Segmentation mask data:

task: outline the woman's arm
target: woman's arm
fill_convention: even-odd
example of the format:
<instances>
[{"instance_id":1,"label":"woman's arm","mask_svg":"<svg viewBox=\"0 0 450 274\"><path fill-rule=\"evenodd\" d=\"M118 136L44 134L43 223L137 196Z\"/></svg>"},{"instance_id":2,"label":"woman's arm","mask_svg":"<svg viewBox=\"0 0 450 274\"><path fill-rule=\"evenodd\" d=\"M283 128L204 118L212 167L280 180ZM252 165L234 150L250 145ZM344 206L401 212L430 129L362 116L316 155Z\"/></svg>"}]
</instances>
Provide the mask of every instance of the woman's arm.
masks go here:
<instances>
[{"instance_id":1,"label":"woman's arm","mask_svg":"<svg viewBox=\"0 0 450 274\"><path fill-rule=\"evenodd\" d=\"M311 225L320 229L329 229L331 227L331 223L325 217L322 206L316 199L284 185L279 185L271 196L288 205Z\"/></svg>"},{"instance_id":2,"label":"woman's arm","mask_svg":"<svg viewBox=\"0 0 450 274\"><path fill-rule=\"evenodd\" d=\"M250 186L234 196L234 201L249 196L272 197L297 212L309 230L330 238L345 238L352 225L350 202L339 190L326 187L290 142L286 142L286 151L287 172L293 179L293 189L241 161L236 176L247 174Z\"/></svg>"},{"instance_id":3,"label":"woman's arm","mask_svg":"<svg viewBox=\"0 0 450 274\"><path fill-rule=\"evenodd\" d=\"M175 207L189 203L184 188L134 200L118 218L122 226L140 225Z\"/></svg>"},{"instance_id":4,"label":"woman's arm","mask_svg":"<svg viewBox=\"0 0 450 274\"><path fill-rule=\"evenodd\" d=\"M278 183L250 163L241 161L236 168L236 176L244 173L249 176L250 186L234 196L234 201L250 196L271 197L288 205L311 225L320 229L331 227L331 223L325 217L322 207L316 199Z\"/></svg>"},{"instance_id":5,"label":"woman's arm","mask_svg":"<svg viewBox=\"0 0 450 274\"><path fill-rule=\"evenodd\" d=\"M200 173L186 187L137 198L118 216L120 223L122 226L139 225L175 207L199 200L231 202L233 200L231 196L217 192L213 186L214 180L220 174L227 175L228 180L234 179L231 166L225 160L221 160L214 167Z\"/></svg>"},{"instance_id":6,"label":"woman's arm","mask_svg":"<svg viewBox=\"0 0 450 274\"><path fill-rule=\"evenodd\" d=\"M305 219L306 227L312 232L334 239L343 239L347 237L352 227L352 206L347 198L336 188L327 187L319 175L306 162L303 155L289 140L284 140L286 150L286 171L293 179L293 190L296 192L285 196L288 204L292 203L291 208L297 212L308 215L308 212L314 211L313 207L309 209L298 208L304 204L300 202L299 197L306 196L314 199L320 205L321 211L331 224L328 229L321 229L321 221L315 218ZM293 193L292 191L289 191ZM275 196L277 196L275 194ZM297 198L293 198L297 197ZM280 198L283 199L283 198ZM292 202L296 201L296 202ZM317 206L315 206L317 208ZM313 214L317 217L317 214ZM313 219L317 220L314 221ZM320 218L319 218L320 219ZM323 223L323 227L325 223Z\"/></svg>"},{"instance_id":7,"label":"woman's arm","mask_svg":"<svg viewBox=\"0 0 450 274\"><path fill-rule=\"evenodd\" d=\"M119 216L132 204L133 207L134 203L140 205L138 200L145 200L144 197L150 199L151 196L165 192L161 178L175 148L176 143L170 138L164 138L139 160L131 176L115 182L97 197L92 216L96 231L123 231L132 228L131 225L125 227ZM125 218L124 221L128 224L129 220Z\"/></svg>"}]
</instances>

**Task objective:** Repeat each entry above, matching every line exactly.

**Result below:**
task: outline the woman's arm
target: woman's arm
fill_convention: even-odd
example of the format:
<instances>
[{"instance_id":1,"label":"woman's arm","mask_svg":"<svg viewBox=\"0 0 450 274\"><path fill-rule=\"evenodd\" d=\"M118 136L44 134L43 223L137 196Z\"/></svg>"},{"instance_id":2,"label":"woman's arm","mask_svg":"<svg viewBox=\"0 0 450 274\"><path fill-rule=\"evenodd\" d=\"M283 128L204 118L212 167L280 180ZM252 165L234 150L250 145ZM344 206L401 212L430 129L362 116L316 155Z\"/></svg>"}]
</instances>
Provide the mask of every instance of the woman's arm.
masks go here:
<instances>
[{"instance_id":1,"label":"woman's arm","mask_svg":"<svg viewBox=\"0 0 450 274\"><path fill-rule=\"evenodd\" d=\"M311 225L320 229L329 229L331 227L331 223L325 217L322 206L316 199L284 185L279 185L271 196L288 205Z\"/></svg>"},{"instance_id":2,"label":"woman's arm","mask_svg":"<svg viewBox=\"0 0 450 274\"><path fill-rule=\"evenodd\" d=\"M250 186L234 196L234 201L249 196L272 197L297 212L309 230L330 238L345 238L352 225L350 202L339 190L326 187L290 142L286 142L286 151L287 172L293 179L293 189L241 161L236 176L247 174Z\"/></svg>"},{"instance_id":3,"label":"woman's arm","mask_svg":"<svg viewBox=\"0 0 450 274\"><path fill-rule=\"evenodd\" d=\"M175 207L189 203L184 188L134 200L118 218L122 226L140 225Z\"/></svg>"},{"instance_id":4,"label":"woman's arm","mask_svg":"<svg viewBox=\"0 0 450 274\"><path fill-rule=\"evenodd\" d=\"M278 183L250 163L241 161L236 168L236 176L244 173L249 176L250 186L234 196L234 201L250 196L271 197L288 205L311 225L320 229L331 227L331 223L325 217L322 207L316 199Z\"/></svg>"},{"instance_id":5,"label":"woman's arm","mask_svg":"<svg viewBox=\"0 0 450 274\"><path fill-rule=\"evenodd\" d=\"M200 173L186 187L137 198L118 216L120 223L122 226L139 225L175 207L199 200L231 202L233 200L231 196L217 192L213 186L214 180L220 174L227 175L228 180L234 179L231 166L225 160L221 160L214 167Z\"/></svg>"},{"instance_id":6,"label":"woman's arm","mask_svg":"<svg viewBox=\"0 0 450 274\"><path fill-rule=\"evenodd\" d=\"M305 219L306 227L312 232L334 239L343 239L347 237L352 227L352 206L347 198L336 188L327 187L319 175L306 162L303 155L289 140L284 140L286 150L286 171L293 179L293 190L296 192L285 196L288 204L292 203L291 208L297 212L308 215L308 212L314 211L313 207L309 209L298 208L304 204L300 202L299 197L306 196L314 199L320 205L321 211L331 224L328 229L321 229L321 221L315 218ZM293 193L292 191L289 191ZM275 196L277 196L275 194ZM297 198L293 198L297 197ZM280 198L283 199L283 198ZM292 202L296 201L296 202ZM317 206L315 206L317 208ZM313 214L317 217L317 214ZM313 219L317 220L314 221ZM320 218L319 218L320 219ZM323 223L323 227L325 223Z\"/></svg>"},{"instance_id":7,"label":"woman's arm","mask_svg":"<svg viewBox=\"0 0 450 274\"><path fill-rule=\"evenodd\" d=\"M119 216L132 204L133 207L134 203L140 205L138 200L145 200L144 197L150 199L151 196L165 192L161 178L175 148L176 143L170 138L164 138L139 160L131 176L115 182L97 197L92 216L96 231L123 231L132 228L131 225L125 227ZM125 218L124 221L128 224L129 220Z\"/></svg>"}]
</instances>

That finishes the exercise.